Extracted listing

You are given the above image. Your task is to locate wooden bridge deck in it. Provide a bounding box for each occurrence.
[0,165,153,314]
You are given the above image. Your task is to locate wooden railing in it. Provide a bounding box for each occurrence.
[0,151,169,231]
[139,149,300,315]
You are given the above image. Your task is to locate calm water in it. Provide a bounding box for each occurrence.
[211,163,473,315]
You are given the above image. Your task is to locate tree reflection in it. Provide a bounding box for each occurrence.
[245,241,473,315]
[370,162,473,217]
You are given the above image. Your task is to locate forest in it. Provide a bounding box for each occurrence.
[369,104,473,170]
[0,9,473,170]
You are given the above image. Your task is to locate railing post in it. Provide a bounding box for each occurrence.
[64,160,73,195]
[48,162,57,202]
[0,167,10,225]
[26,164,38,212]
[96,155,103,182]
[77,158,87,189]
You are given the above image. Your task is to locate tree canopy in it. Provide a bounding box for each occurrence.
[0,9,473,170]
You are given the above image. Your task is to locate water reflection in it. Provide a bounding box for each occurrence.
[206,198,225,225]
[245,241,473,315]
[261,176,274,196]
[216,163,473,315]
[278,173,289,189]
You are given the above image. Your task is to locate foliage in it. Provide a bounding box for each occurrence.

*What this task involves*.
Could you extract every line of the listing above and reproduce each one unchanged?

*Result*.
You are given the above image. Your task is to locate wooden bridge deck in it. Provide a bounding box for each occurrence.
[0,165,153,314]
You are given the above image. Your task is to locate wooden railing in it. Provide a bounding box for each occurrence.
[0,151,169,231]
[139,149,300,315]
You are given the above image. Your task is to locate calm water in it. Provide a bounding box for each occurrence.
[211,163,473,315]
You are given the above image. Your task is to locate tree reflection in it. Provide a bounding box for each occurrence.
[245,241,473,315]
[370,162,473,217]
You are given the above image. Your task is to locate forest in it. Provide a bounding box for each occurrence.
[369,104,473,170]
[0,9,473,170]
You are given the above image. Your task is to locate railing post in it. Provide a bounding box for each occurrence.
[64,160,73,195]
[48,162,57,202]
[0,167,10,225]
[26,164,38,212]
[96,155,103,182]
[77,158,87,189]
You are given the above image. Your task is to locate tree canopy in it. Provide a bounding box for each occurrence.
[0,9,473,170]
You are given the above image. Your task is to locate water reflection in it. Provide a bounding box for each occurrence.
[206,198,225,225]
[245,241,473,315]
[261,176,274,196]
[216,163,473,315]
[278,173,289,189]
You are given the above image. Your task is to locate foliage in it. Provide a bounding box for each occurrence.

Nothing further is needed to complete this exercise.